Riforma fiscale: in arrivo anche in Italia la Global minimum tax

A queste misure si aggiungono anche quelle il cui obiettivo è di assicurare che il sistema di imposizione sul reddito sia sempre più improntato a una maggiore competitività sul piano internazionale, anche attraverso specifiche norme di vantaggio per i lavoratori impatriati e per le imprese o attività produttive che ritornano a investire in Italia, cosiddetto “reshoring”, e quelle indirizzate al recepimento della direttiva UE n. 2022/2523 del Consiglio, del 14 dicembre 2022, volta a garantire un livello di imposizione fiscale minimo globale per i grandi gruppi multinazionali di imprese e i gruppi nazionali su larga scala presenti nell’Unione con l’introduzione di una global minimum taxunionale”.

Pillar 2 UE/OCSE: dal 1° gennaio 2024 anche in Italia

La legge delega fiscale (legge n. 111/2023) recepisce la direttiva UE n. 2022/2523 seguendo l’approccio comune condiviso a livello internazionale in base alla guida tecnica dell’OCSE. Questo schema consente agli Stati membri di beneficiare del gettito delle imposte integrative percepite dalle rispettive entità a bassa imposizione localizzate sul loro territorio applicando un’imposta integrativa domestica qualificata del 15% dovuta in relazione a tutte le imprese (nel nostro caso, quelle localizzate in Italia) appartenenti a un gruppo multinazionale o nazionale su larga scala e soggette a una bassa imposizione, inferiore al tetto prefissato.

In breve, l’obiettivo prioritario di tale tassa consiste nel raggiungere un livello di parità concorrenziale tra imprese a livello globale, abbattendo il dumping fiscale e ponendo un argine alla corsa al ribasso delle aliquote in modo da promuovere efficienti decisioni di investimento e localizzazione delle attività di impresa.

Per ottenere questo risultato è stato quindi definito un sistema coordinato di regole, in grado di assicurare che i grandi gruppi di imprese siano soggetti a un livello impositivo minimo, il 15%, in ciascuno dei Paesi in cui tali gruppi operano e producono reddito.

Dunque, è questo lo scopo da perseguire attraverso l’introduzione di una “aliquota di imposizione integrativa” che, in ciascun Paese e in relazione a ciascun esercizio, è data dalla differenza tra:

– l’aliquota minima di imposta del 15%;

– l’aliquota di imposizione effettiva (il cui calcolo lascia ancora margini di valutazione affatto scontati).

Inoltre, a tale innovativa forma minima impositiva sarà associato un regime sanzionatorio, effettivo e dissuasivo, conforme a quello vigente in materia di imposte sui redditi, per la violazione degli adempimenti in capo ai gruppi multinazionali e nazionali di imprese.

A chi guarda la global minimum tax e il lungo elenco dei potenziali esclusi

Questa nuova forma di prelievo trova applicazione unicamente alle entità localizzate nell’Unione che fanno parte di gruppi multinazionali di imprese o di gruppi nazionali su larga scala che raggiungono la soglia annuale di almeno 750 milioni di euro di ricavi consolidati.

COMPITO A —
Rispondi in base al testo sulla global minimum tax:
(i) Quale legge delega fiscale recepisce la direttiva UE n. 2022/2523?
(ii) Qual è l'aliquota minima di imposta indicata?
(iii) Quale soglia annuale di ricavi consolidati devono raggiungere i gruppi interessati?
COMPITO B —
Prosegui il testo sulla global minimum tax a partire dall'ultima frase riportata.

(Voci memorizzate)
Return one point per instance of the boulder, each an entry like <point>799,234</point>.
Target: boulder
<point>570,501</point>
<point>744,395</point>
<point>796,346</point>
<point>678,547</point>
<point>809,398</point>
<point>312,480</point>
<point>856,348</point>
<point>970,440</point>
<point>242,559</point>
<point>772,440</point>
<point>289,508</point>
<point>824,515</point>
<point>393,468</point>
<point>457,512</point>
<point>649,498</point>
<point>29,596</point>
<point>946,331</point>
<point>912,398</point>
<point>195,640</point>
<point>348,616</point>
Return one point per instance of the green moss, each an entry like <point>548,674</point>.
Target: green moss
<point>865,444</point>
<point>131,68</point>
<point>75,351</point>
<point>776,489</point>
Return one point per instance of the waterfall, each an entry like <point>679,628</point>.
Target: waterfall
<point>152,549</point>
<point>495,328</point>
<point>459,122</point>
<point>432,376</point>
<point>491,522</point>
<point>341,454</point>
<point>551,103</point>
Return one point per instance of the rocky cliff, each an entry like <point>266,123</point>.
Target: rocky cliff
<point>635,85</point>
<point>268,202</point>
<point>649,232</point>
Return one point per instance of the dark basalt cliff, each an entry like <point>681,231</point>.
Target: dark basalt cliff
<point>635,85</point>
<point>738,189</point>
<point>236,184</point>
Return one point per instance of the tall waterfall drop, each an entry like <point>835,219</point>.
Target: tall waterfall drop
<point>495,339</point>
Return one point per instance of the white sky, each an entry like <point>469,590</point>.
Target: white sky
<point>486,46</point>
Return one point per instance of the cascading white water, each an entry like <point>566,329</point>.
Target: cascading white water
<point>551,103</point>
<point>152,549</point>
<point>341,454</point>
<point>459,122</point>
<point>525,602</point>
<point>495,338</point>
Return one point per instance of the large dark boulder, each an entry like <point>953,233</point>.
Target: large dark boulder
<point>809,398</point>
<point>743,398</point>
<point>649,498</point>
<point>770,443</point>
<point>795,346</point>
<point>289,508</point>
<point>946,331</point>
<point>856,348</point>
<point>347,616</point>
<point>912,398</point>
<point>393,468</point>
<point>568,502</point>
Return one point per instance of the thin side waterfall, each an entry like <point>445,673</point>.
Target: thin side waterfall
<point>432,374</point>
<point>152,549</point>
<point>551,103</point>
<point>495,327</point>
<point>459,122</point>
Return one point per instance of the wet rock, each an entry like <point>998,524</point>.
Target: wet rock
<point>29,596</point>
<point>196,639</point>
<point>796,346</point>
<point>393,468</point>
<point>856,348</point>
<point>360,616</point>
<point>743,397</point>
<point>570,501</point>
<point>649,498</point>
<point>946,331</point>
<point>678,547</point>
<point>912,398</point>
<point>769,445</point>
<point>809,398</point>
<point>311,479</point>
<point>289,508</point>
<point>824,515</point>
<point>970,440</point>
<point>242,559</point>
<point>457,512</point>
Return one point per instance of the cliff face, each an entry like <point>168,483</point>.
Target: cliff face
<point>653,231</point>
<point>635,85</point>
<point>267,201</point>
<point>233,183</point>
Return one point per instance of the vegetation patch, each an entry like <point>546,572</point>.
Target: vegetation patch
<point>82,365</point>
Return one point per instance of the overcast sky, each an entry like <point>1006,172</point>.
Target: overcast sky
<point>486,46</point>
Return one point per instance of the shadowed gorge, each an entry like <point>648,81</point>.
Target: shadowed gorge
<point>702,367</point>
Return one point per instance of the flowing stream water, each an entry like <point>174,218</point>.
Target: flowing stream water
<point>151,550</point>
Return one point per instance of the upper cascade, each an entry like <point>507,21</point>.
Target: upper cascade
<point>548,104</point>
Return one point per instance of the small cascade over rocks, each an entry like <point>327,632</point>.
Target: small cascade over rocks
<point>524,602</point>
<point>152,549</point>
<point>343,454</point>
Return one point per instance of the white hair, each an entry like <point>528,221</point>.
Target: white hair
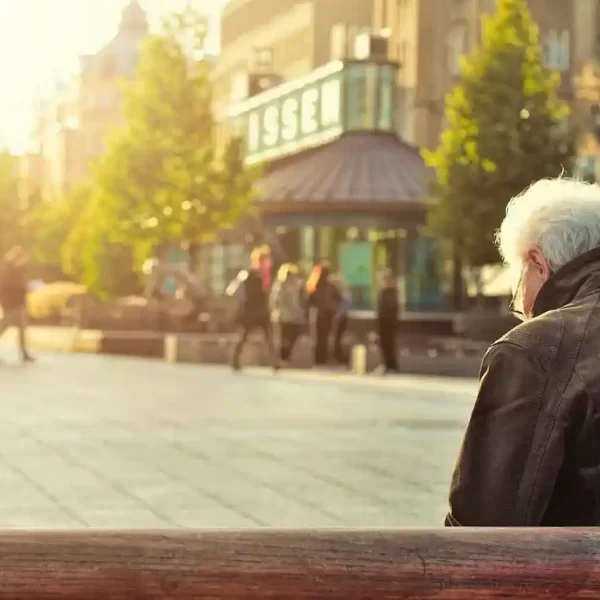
<point>560,217</point>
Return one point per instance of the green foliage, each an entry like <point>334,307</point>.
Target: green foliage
<point>504,132</point>
<point>49,223</point>
<point>89,255</point>
<point>160,181</point>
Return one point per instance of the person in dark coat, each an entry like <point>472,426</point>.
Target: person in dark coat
<point>13,296</point>
<point>387,323</point>
<point>325,298</point>
<point>251,289</point>
<point>530,456</point>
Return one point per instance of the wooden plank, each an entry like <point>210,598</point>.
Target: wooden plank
<point>346,565</point>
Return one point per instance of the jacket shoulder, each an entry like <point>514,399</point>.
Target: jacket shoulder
<point>539,337</point>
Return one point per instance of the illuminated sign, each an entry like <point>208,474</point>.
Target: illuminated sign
<point>315,109</point>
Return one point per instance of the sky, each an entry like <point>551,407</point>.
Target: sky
<point>41,40</point>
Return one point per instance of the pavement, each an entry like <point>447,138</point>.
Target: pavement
<point>120,443</point>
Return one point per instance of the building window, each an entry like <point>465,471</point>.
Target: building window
<point>556,50</point>
<point>385,117</point>
<point>457,44</point>
<point>356,97</point>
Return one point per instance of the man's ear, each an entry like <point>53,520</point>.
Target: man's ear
<point>540,263</point>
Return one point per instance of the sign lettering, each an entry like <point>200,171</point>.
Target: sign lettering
<point>293,120</point>
<point>271,126</point>
<point>309,113</point>
<point>289,119</point>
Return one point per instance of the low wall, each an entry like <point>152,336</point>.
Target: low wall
<point>416,355</point>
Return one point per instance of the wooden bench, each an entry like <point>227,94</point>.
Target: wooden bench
<point>458,564</point>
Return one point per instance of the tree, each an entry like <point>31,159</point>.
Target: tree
<point>89,255</point>
<point>49,223</point>
<point>161,181</point>
<point>505,130</point>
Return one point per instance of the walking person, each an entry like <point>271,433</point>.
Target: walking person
<point>288,303</point>
<point>387,323</point>
<point>341,322</point>
<point>251,290</point>
<point>325,299</point>
<point>531,451</point>
<point>13,296</point>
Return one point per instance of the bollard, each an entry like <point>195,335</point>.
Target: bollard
<point>171,354</point>
<point>359,359</point>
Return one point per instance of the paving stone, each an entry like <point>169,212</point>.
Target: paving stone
<point>101,442</point>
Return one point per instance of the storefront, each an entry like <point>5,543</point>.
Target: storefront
<point>339,185</point>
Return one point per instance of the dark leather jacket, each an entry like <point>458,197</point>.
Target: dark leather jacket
<point>531,452</point>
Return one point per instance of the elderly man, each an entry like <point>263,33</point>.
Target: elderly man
<point>531,452</point>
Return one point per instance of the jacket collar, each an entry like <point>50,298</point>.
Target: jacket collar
<point>576,279</point>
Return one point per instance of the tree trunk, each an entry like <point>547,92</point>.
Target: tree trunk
<point>457,279</point>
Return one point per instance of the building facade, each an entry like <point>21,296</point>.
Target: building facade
<point>429,37</point>
<point>284,39</point>
<point>73,125</point>
<point>338,184</point>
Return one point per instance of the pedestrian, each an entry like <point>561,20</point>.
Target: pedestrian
<point>13,296</point>
<point>251,290</point>
<point>341,321</point>
<point>387,322</point>
<point>531,452</point>
<point>288,309</point>
<point>325,299</point>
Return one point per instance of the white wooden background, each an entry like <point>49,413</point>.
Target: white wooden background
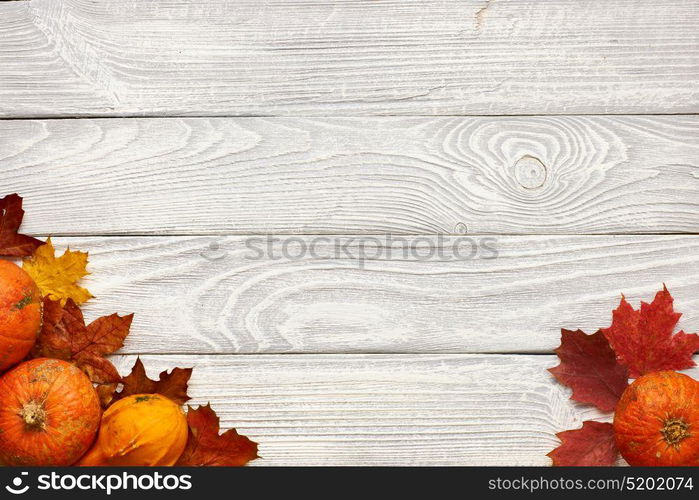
<point>159,134</point>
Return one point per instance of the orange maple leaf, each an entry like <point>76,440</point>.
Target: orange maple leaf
<point>172,385</point>
<point>65,336</point>
<point>57,278</point>
<point>591,445</point>
<point>206,448</point>
<point>13,244</point>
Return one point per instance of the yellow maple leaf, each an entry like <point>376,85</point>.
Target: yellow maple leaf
<point>57,277</point>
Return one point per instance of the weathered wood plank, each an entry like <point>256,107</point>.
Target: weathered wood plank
<point>232,295</point>
<point>386,410</point>
<point>166,57</point>
<point>373,175</point>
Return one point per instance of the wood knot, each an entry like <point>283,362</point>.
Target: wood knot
<point>530,172</point>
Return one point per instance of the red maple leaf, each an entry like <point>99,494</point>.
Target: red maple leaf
<point>643,339</point>
<point>591,445</point>
<point>206,448</point>
<point>64,336</point>
<point>13,244</point>
<point>589,367</point>
<point>172,385</point>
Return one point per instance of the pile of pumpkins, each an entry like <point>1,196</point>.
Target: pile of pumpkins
<point>50,413</point>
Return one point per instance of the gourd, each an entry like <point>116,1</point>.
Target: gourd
<point>20,314</point>
<point>139,430</point>
<point>656,422</point>
<point>49,414</point>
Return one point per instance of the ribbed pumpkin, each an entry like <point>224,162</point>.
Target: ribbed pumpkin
<point>656,422</point>
<point>49,414</point>
<point>140,430</point>
<point>20,314</point>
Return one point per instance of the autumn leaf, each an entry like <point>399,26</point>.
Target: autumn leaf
<point>172,385</point>
<point>64,336</point>
<point>643,339</point>
<point>591,445</point>
<point>589,367</point>
<point>13,244</point>
<point>206,448</point>
<point>57,277</point>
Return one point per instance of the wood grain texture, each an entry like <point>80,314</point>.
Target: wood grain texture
<point>168,57</point>
<point>386,410</point>
<point>217,295</point>
<point>621,174</point>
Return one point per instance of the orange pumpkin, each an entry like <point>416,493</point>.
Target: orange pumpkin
<point>49,414</point>
<point>656,422</point>
<point>140,430</point>
<point>20,314</point>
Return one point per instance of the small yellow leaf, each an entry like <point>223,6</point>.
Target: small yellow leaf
<point>57,277</point>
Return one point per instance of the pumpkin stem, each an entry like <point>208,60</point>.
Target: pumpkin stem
<point>34,415</point>
<point>675,430</point>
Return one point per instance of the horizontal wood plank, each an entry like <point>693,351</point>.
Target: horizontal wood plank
<point>374,175</point>
<point>386,410</point>
<point>239,295</point>
<point>216,57</point>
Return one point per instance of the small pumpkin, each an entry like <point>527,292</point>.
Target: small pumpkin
<point>49,414</point>
<point>139,430</point>
<point>656,422</point>
<point>20,314</point>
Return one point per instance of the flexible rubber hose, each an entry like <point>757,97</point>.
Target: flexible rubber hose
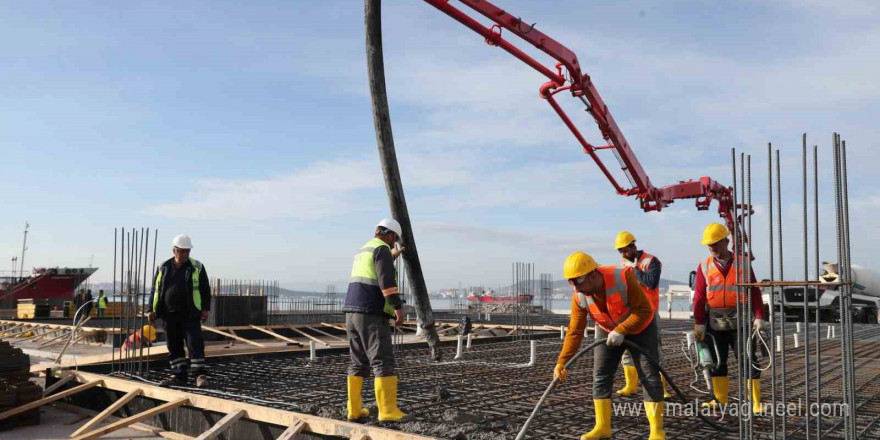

SOLUZIONE ESERCIZIO A —
(i) La legge n. 111/2023.
(ii) Il 15%.
(iii) Almeno 750 milioni di euro.

SOLUZIONE ESERCIZIO B —
Tale soglia è infatti coerente con la omologa prevista dalle norme fiscali internazionali vigenti, quali le norme sulla rendicontazione per Paese (direttiva n. 2011/16/UE).

Sono invece escluse e restano ai margini dell’ambito applicativo tutte le entità che non svolgono generalmente un’attività commerciale o imprenditoriale, mentre esercitano attività di interesse generale, quali la prestazione di assistenza sanitaria pubblica e l’istruzione o la costruzione di infrastrutture pubbliche. Pertanto, sono da ritenersi escluse le entità statali, le organizzazioni internazionali, i fondi pensione e le organizzazioni senza scopo di lucro, comprese le organizzazioni per scopi quali la sanità pubblica.

In quest’ultima categoria dovrebbero rientrare anche gli assicuratori sanitari che non perseguono o realizzano profitti se non a beneficio dell’assistenza sanitaria pubblica. E ancora, i fondi d’investimento e i veicoli di investimento immobiliare dovrebbero anch’essi essere esclusi dall’ambito di applicazione della nuova global minimum tax se si trovano al vertice della catena di proprietà, poiché il reddito conseguito da tali entità è tassato al livello della loro proprietà. E non è tutto, perché tra la lista degli esclusi potrebbe comparire anche il settore del trasporto marittimo e questo a causa della natura altamente volatile e del ciclo economico cui è soggetto.

Flessibilità e regimi transitori

In realtà, per offrire un quadro più definito della global minimum tax italiana occorrerà attendere il contenuto del decreto attuativo finale.

La direttiva comunitaria offre infatti diversi spazi all’adozione di norme, o Safe Harbour, alle quali le aziende coinvolte potrebbero appellarsi per attenuare l’impatto della nuova tassa. A questa chance si aggiungono poi i regimi transitori, che la direttiva esplicitamente evoca. Tra questi il caso specifico dei gruppi multinazionali di imprese che si trovano nella fase iniziale della loro attività internazionale e che traggono vantaggio dalla bassa imposizione nella propria giurisdizione nazionale ove operano in modo predominante proprio per incentivarne l’attività transfrontaliera.

In questo caso, tali attività nazionali a basso tasso di imposizione dovrebbero essere escluse dall’applicazione delle regole per un periodo transitorio di cinque anni e a condizione che il gruppo multinazionale di imprese non abbia entità costitutive in più di sei giurisdizioni.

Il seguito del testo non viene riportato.